What you should do: Each entry is to be printed again word for word.

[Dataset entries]
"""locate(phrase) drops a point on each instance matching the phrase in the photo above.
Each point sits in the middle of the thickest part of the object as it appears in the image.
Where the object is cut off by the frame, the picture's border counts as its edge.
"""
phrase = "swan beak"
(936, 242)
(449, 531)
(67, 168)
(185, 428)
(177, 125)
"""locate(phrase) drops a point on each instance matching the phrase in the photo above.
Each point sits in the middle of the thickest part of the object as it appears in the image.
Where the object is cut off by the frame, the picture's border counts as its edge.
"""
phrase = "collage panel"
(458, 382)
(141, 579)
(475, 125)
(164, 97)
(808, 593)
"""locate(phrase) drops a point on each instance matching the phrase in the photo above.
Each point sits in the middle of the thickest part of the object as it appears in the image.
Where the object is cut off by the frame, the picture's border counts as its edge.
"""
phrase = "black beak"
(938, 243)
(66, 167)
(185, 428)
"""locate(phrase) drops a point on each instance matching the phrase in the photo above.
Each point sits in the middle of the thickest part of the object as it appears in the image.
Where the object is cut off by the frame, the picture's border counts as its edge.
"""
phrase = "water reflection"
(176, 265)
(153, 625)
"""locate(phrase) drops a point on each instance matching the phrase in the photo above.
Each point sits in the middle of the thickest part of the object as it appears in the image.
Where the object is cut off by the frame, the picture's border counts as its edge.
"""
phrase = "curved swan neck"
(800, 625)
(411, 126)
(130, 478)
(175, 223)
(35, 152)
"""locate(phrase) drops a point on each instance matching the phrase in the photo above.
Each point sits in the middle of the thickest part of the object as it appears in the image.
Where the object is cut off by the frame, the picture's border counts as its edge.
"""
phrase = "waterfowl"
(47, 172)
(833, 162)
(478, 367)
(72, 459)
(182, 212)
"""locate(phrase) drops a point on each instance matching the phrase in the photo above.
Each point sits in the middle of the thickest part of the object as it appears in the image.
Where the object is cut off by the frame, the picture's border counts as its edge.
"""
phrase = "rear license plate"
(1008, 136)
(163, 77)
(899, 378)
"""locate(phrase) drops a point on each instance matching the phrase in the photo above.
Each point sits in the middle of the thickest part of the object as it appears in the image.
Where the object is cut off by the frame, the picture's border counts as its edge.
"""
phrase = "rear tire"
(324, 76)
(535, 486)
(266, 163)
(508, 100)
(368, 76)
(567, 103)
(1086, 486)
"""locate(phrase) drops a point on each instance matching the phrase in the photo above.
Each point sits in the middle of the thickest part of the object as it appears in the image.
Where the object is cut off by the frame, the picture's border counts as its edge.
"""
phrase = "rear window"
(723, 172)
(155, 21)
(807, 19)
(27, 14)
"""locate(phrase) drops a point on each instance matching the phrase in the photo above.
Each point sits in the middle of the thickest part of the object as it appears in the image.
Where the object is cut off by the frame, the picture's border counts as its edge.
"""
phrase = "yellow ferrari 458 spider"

Response area:
"""locate(phrase) drops a point on each instance matching the phrase in the photo above.
Each point sits in the middle of the thickest part of the object as it appears in the image.
Where the object is cut off by the frame, the picture's border counts as its edge.
"""
phrase = "swan beak"
(936, 242)
(449, 531)
(67, 168)
(185, 428)
(177, 125)
"""locate(phrase) drops a point on each instance matching the phrase in the photo above.
Each point sits in the middle of the thickest part of the object as it appears in the image.
Where the object is cut off by the frame, the picture's border counts as its edge.
"""
phrase = "collage panel"
(458, 382)
(141, 579)
(475, 125)
(164, 97)
(808, 593)
"""locate(phrase) drops a point on each instance matching the phrase in the photo above.
Each point sits in the middle of the thickest part of the object as it appears in the image.
Where the object is cut off by the frame, the picture's border counts as its edge.
"""
phrase = "black beak"
(938, 243)
(66, 167)
(185, 428)
"""locate(phrase) drops a point on each instance matching the phrase in the photo above.
Each point sits in the middle of the thickest part of the object as it appears in the image.
Where the object is cut off by the frame, the picture's border counts as its edge.
"""
phrase = "water reflection"
(176, 265)
(153, 625)
"""locate(phrase) drops a point on each instance matching the phrase in the photo above.
Each point sits in the middle of the thickest part of the object as it appears in the image.
Where the object is cut off by the frame, the picture's border counts as its edge.
"""
phrase = "curved swan neck"
(800, 625)
(411, 126)
(130, 478)
(175, 223)
(35, 152)
"""locate(phrase) drops a point on each instance matching the phrase in the photo above.
Each point sits in the middle of the thickest part of the object as it appears in the image.
Where the object is cut off by the frame, the picture's border counts as its edge.
"""
phrase = "waterfowl"
(47, 172)
(833, 162)
(478, 367)
(72, 459)
(182, 212)
"""locate(phrase) drops a point on each instance matching the phrase in the photo above.
Each point sits in the middle of the thickest part of the object as it appears in the image.
Where the object is cut off by the frame, the picture's border counts as its edge.
"""
phrase = "rear license plate"
(1008, 136)
(163, 77)
(899, 378)
"""locate(phrase) drops a point on each instance matching the phrase in the photo above.
Each point sits in the middle of the thickest part of the object as it appears in the image.
Where the object is cut off by the frame, the picture's border counts as its edge.
"""
phrase = "rear tire"
(324, 76)
(535, 486)
(266, 163)
(508, 100)
(368, 76)
(567, 103)
(1086, 486)
"""locate(phrase) drops a point on each instance matching the phrase in the photo above.
Each point sits in the middle of the thickest part of the object as it appears in the image.
Where the object is cut off by the frame, the picture's border counts as its edge.
"""
phrase = "rear window"
(723, 172)
(155, 21)
(807, 19)
(27, 14)
"""locate(phrase) drops a point on each instance matching the phrase in the photo above.
Each point sits in the middle of the thickest part of the object as it appears in the image.
Where the object is cut off by the frame, the picture's border counts as its edge.
"""
phrase = "yellow ferrari 458 spider"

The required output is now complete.